What to produce -> All entries below are to be set down again, identical to the source.

Records from a data source
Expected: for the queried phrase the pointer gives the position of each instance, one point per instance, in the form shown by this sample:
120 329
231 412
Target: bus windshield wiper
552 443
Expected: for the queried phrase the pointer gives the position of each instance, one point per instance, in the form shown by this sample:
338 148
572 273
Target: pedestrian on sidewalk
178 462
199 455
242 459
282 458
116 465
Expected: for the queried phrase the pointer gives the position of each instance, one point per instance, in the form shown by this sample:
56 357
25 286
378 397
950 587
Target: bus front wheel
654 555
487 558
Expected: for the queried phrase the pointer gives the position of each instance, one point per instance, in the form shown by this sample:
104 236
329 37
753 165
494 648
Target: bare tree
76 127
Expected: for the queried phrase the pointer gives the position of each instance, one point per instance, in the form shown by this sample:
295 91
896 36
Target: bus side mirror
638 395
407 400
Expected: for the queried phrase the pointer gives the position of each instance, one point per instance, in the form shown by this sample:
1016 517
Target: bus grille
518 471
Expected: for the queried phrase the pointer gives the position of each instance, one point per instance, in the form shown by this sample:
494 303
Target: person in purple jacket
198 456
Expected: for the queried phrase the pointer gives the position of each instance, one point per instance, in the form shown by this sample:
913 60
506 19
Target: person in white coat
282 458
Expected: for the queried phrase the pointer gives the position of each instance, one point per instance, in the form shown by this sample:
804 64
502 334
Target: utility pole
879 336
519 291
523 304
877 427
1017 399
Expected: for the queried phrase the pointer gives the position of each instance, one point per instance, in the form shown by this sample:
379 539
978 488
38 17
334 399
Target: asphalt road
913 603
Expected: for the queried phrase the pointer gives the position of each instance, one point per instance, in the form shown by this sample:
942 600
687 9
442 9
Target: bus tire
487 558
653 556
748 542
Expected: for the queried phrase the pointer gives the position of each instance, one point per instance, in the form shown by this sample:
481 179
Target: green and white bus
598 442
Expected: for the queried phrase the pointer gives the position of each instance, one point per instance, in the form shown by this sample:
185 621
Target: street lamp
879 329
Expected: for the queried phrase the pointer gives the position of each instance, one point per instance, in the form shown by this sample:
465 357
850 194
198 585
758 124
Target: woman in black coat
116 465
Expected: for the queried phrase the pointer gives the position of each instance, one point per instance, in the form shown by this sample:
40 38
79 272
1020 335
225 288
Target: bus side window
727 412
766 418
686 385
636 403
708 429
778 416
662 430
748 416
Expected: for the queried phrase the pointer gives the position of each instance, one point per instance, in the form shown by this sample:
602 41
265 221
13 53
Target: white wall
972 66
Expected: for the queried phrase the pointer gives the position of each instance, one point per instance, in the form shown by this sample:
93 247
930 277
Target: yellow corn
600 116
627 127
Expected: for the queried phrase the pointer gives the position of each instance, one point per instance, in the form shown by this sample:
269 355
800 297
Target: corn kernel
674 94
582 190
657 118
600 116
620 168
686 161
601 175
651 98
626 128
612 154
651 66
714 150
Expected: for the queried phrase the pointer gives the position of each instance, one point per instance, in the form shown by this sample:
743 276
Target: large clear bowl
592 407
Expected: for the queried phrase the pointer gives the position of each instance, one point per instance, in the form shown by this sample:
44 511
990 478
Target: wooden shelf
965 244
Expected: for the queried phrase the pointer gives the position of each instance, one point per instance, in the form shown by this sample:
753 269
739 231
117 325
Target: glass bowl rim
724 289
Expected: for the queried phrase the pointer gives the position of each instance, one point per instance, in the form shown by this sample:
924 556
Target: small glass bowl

Exercise output ->
Expected: for the queried phrase the pointer gives the position of each instance, one point per instance, in the form shown by this sample:
120 329
231 412
Target: bus windshield wiper
552 443
Expected: for the queried phrase the pointer gives the position of each instance, one point per instance, in the form shown by this sample:
338 148
572 273
Target: pedestrian on sidewalk
178 462
199 455
242 459
282 458
116 465
Expected: for the queried phrase the pointer gives the position of each instance, one point per instance, in the form shown by this sample:
56 357
25 286
378 397
950 587
Target: bus front wheel
654 555
487 558
Expected: for the queried phrase the pointer gives the position of each instance, one point per instance, in the form shown by this sample:
104 236
329 37
753 165
494 648
Target: bare tree
76 127
Expected: for the queried phrase the pointer gives the position of each instance, one point per instance, in the form shown by this sample:
295 91
896 36
Target: bus side mirror
638 395
407 400
Expected: for the queried phrase the pointer gives the position of each instance, one point per instance, in the form shown by this sample:
1016 517
Target: bus grille
518 471
Expected: for the queried phrase the pointer gives the position of each instance, one point per instance, in the form shown by this sample:
494 303
Target: person in purple jacket
198 456
Expected: for the queried phrase the pointer gives the position of each instance, one point per instance, in the form shown by this sample:
913 60
506 19
Target: person in white coat
282 458
Expected: for the queried phrase the pointer gives the position of each instance, one point per instance, in the form shown by this sample:
804 64
502 334
Target: utility pole
879 336
519 291
523 304
877 427
1017 399
Expected: for the queried phrase the pointer gives the position of each instance, one point per instance, in the form shown by this sample:
379 539
978 488
38 17
334 399
Target: asphalt road
913 603
Expected: for the queried phrase the pointer gives the position of each instance, one point per instance, in the form shown by this sample:
942 600
687 9
442 9
Target: bus tire
487 558
653 556
748 542
Expected: for the queried phrase the pointer gives the position of each instance, one point per instance, in the form shown by this sample:
481 179
Target: green and white bus
598 442
Expected: for the queried phrase the pointer gives the position of each instance, one point per instance, in the form shown by this sample:
185 621
Target: street lamp
879 329
Expected: for the queried phrase the pointer gives the position of each instance, one point per instance, in the form shown by this sample:
465 357
850 194
198 585
758 124
Target: woman in black coat
116 465
Expected: for the queried phrase the pointer gives the position of each instance, one point per instance, in the form shown by this sample:
40 38
79 272
1020 335
225 288
Target: bus side window
727 412
766 418
686 385
636 403
708 429
778 416
662 430
748 416
Expected: for the queried phrase the pointer gives the position of each instance, one point per instance, in the form shown by this sample:
602 41
265 221
13 53
Target: white wall
972 66
Expected: for the queried phrase the pointer gives the position of each instance, one point per instance, in the form shown by this sample:
93 247
930 277
Target: yellow corn
600 116
627 127
Expected: for the queried phrase the pointer gives the position of each instance, one point per instance, in the form shown by this sample:
269 355
800 297
Target: corn kernel
674 94
582 190
657 118
600 116
620 168
686 161
601 175
651 98
626 128
612 154
651 66
714 150
Expected: for the queried phrase the pointer gives the position of each instance, one point per instance, in the form shown by this sample:
743 276
Target: large clear bowl
592 407
Expected: for the queried phrase the pointer gives the position of each instance, one point per instance, in the form shown by this sample:
44 511
990 478
Target: wooden shelf
965 244
Expected: for the queried phrase the pointer gives the position of each instance, one point per instance, in the form shown by this sample:
753 269
739 231
117 325
Target: glass bowl rim
724 289
Expected: for the queried phrase the pointer gives the position of each instance, one point per instance, in the form shown by this sample:
924 556
Target: small glass bowl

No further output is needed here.